OBJETIVO DE LA TAREA - Transcribe de la reseña sobre la serie el fragmento que empieza en "El film de Cronenberg" y acaba en "de los privilegiados.", sin alterar ninguna palabra.

TEXTO -
El film de Cronenberg se concentra en la desintegración psíquica de sus protagonistas, algo que se acelera cuando Beverly, el más humano pero también el más débil de ellos, intenta alejarse de su hermano tras enamorarse de una de sus pacientes, una actriz estéril –”trompas de falopio mutantes” es el diagnóstico- con la que ambos se acostaban intercambiando sus identidades. La serie toma este esqueleto pero, a diferencia del film, aquí no solo es una exploración de la personalidad de sus gemelas sino, sobre todo, una sátira social de nuestra época, una suerte de comedia de costumbres acerca de la desconexión y la inhumanidad de los privilegiados.
La narrativa tiene dos vías: el desarrollo de la relación de Beverly con la actriz estéril Geneviève (por Geneviève Bujold, quien la interpretaba este personaje en la película) y la búsqueda de financiamiento de las dos hermanas para una nueva clínica de fertilidad. Por este derrotero se da un desfile de mujeres que uno ama odiar como la millonaria que tiene cinco hijos con vientres de alquiler y aspira a un sexto, o la empresaria que se pregunta cuál sería la beneficio de dar tratamientos médicos con costos accesibles a todos, al tiempo que ofrece una cena para otras herederas ricas en un salón presidido por la gigantografía de una vulva. Está claro que el tono del relato es paródico y su objeto es la versión despolitizada y convertida en “tendencia” del empoderamiento femenino. En la serie casi no hay hombres y los pocos que aparecen son ridiculizados o son totalmente sumisos ante sus parejas.

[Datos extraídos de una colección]

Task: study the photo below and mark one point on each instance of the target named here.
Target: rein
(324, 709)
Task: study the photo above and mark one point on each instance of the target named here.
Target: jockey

TU RESPUESTA -
El film de Cronenberg se concentra en la desintegración psíquica de sus protagonistas, algo que se acelera cuando Beverly, el más humano pero también el más débil de ellos, intenta alejarse de su hermano tras enamorarse de una de sus pacientes, una actriz estéril –”trompas de falopio mutantes” es el diagnóstico- con la que ambos se acostaban intercambiando sus identidades. La serie toma este esqueleto pero, a diferencia del film, aquí no solo es una exploración de la personalidad de sus gemelas sino, sobre todo, una sátira social de nuestra época, una suerte de comedia de costumbres acerca de la desconexión y la inhumanidad de los privilegiados.